DO THIS:
Reproduce the material below word for word, omitting the pictures.

DATASET RECORDS:
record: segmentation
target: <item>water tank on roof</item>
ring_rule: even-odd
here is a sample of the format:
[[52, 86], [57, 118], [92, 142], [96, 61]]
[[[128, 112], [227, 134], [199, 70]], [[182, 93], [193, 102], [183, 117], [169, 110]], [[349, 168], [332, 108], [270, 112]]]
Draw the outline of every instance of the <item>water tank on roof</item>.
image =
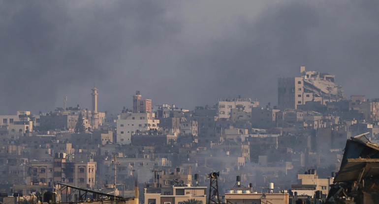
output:
[[53, 202], [53, 193], [47, 191], [43, 194], [43, 202], [51, 203]]

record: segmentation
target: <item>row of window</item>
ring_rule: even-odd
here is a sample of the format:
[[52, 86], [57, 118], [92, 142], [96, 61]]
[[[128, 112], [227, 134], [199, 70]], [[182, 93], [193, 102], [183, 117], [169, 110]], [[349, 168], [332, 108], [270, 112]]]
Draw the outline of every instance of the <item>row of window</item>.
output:
[[[130, 124], [127, 124], [128, 126], [129, 126], [130, 125]], [[122, 127], [124, 127], [124, 124], [120, 124], [120, 126]], [[134, 124], [131, 124], [131, 126], [134, 126]], [[145, 127], [150, 127], [150, 124], [149, 124], [148, 123], [145, 123]], [[142, 124], [138, 124], [138, 127], [142, 127]], [[153, 127], [155, 127], [155, 124], [153, 124]]]
[[[2, 123], [8, 123], [8, 119], [4, 118], [2, 119]], [[13, 119], [9, 118], [9, 123], [13, 123]]]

SOLUTION TO THE PROBLEM:
record: segmentation
target: <item>water tank on roof</item>
ring_rule: even-odd
here is a sample of the format:
[[52, 86], [57, 118], [92, 142], [96, 61]]
[[[128, 112], [227, 134], [199, 70]], [[182, 93], [193, 102], [183, 117], [169, 110]], [[349, 168], [332, 108], [270, 112]]]
Draw the outline of every instance of the <item>water tank on roof</item>.
image =
output:
[[53, 202], [53, 193], [47, 191], [43, 194], [43, 202], [51, 203]]

record: segmentation
target: <item>row of window</item>
ring_rule: even-odd
here is a sample of the format:
[[52, 86], [57, 118], [92, 142], [96, 61]]
[[[128, 112], [227, 134], [199, 70]], [[182, 93], [193, 102], [183, 117], [169, 110]], [[349, 168], [332, 108], [270, 112]]]
Draw the outline of every instance of the <item>row of window</item>.
output:
[[[130, 124], [127, 124], [128, 126], [129, 126], [130, 125]], [[122, 127], [124, 127], [124, 124], [120, 124], [120, 126]], [[134, 124], [131, 124], [131, 126], [134, 126]], [[145, 127], [150, 127], [150, 124], [149, 124], [148, 123], [145, 123]], [[142, 124], [138, 124], [138, 127], [142, 127]], [[153, 127], [155, 127], [155, 124], [153, 124]]]
[[[2, 123], [8, 123], [8, 119], [4, 118], [2, 119]], [[13, 119], [9, 118], [9, 123], [13, 123]]]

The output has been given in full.